__INSTRUCTIONS FOR THE TASK__
Please present every line of the records below as a Markdown table with the columns n and Line, one row per line and numbered in order. Leave out blank lines.
======== DATA ROWS
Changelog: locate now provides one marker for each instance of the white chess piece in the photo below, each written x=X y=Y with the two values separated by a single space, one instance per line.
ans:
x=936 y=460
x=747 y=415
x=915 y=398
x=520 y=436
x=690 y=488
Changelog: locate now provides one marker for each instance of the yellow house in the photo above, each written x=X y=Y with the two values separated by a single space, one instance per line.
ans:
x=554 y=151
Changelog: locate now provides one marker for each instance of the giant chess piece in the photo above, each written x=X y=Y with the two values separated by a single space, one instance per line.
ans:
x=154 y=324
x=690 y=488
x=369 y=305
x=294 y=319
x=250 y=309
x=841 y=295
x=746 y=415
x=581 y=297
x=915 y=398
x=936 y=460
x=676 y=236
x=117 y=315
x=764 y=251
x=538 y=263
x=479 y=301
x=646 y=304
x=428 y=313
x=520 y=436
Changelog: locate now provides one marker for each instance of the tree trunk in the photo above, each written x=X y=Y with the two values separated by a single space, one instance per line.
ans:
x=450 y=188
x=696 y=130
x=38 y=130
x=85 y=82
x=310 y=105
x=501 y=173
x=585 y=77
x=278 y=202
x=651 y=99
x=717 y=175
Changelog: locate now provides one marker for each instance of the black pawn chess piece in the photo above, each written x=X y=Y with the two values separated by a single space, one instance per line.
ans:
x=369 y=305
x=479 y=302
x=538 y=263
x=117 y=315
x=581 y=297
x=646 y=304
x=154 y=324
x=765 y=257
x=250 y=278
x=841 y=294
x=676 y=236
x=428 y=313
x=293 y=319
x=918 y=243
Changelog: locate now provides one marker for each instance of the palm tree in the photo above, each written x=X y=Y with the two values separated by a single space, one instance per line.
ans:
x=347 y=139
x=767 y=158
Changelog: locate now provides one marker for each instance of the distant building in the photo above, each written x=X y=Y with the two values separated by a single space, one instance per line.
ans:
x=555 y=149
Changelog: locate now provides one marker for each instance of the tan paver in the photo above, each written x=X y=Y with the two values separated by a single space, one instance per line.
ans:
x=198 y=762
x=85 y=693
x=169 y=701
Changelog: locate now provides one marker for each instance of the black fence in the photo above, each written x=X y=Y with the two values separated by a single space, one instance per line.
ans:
================
__EXERCISE OUTPUT__
| n | Line |
|---|---|
| 1 | Changelog: locate now provides one marker for each instance of the white chess piece in the photo below, each written x=X y=Y with the two values separated by a single space, one instance per line. |
| 2 | ans: |
| 3 | x=936 y=460 |
| 4 | x=747 y=415 |
| 5 | x=915 y=398 |
| 6 | x=520 y=436 |
| 7 | x=690 y=488 |
| 8 | Changelog: locate now provides one marker for each instance of the yellow house in the photo above, each written x=X y=Y with the two values separated by a single space, one instance per line. |
| 9 | ans: |
| 10 | x=554 y=151 |
| 11 | Changelog: locate now provides one marker for each instance of the giant chess piece in the photo above, each written x=X y=Y with the two values separated by a single space, one instance per line. |
| 12 | ans: |
| 13 | x=154 y=324 |
| 14 | x=690 y=488 |
| 15 | x=369 y=305 |
| 16 | x=294 y=319 |
| 17 | x=250 y=309 |
| 18 | x=841 y=295 |
| 19 | x=746 y=415 |
| 20 | x=581 y=297 |
| 21 | x=915 y=398 |
| 22 | x=936 y=460 |
| 23 | x=676 y=236 |
| 24 | x=117 y=315 |
| 25 | x=764 y=251 |
| 26 | x=538 y=263 |
| 27 | x=479 y=301 |
| 28 | x=646 y=304 |
| 29 | x=428 y=313 |
| 30 | x=520 y=436 |
| 31 | Changelog: locate now provides one marker for each instance of the tree trunk in the photo above, each written x=X y=Y with the two values separated by a single space, one instance per line. |
| 32 | ans: |
| 33 | x=450 y=188 |
| 34 | x=696 y=130 |
| 35 | x=38 y=130 |
| 36 | x=85 y=82 |
| 37 | x=310 y=105 |
| 38 | x=501 y=173 |
| 39 | x=585 y=77 |
| 40 | x=278 y=202 |
| 41 | x=651 y=99 |
| 42 | x=717 y=175 |
| 43 | Changelog: locate now provides one marker for each instance of the black pawn chess piece in the photo above, each written x=X y=Y with the two values separated by a single space, one instance per line. |
| 44 | ans: |
| 45 | x=369 y=305 |
| 46 | x=479 y=302 |
| 47 | x=538 y=263 |
| 48 | x=117 y=315 |
| 49 | x=581 y=297 |
| 50 | x=646 y=304 |
| 51 | x=154 y=324 |
| 52 | x=765 y=257 |
| 53 | x=250 y=278 |
| 54 | x=841 y=294 |
| 55 | x=676 y=236 |
| 56 | x=428 y=313 |
| 57 | x=293 y=319 |
| 58 | x=918 y=243 |
| 59 | Changelog: locate now provides one marker for each instance of the palm tree in the photo above, each written x=X y=Y with the two values separated by a single space, one instance per line. |
| 60 | ans: |
| 61 | x=347 y=139 |
| 62 | x=767 y=158 |
| 63 | Changelog: locate now provides one marker for each instance of the distant building in the photo above, each written x=X y=Y with the two values separated by a single space, one instance per line. |
| 64 | ans: |
| 65 | x=555 y=149 |
| 66 | Changelog: locate now provides one marker for each instance of the tan paver in the photo above, each written x=X y=Y with the two values separated by a single space, one instance per line. |
| 67 | ans: |
| 68 | x=198 y=762 |
| 69 | x=85 y=693 |
| 70 | x=169 y=701 |
| 71 | Changelog: locate now provides one marker for each instance of the black fence in the photo above, each written x=X y=Y with the two values separated by a single space, one instance per line. |
| 72 | ans: |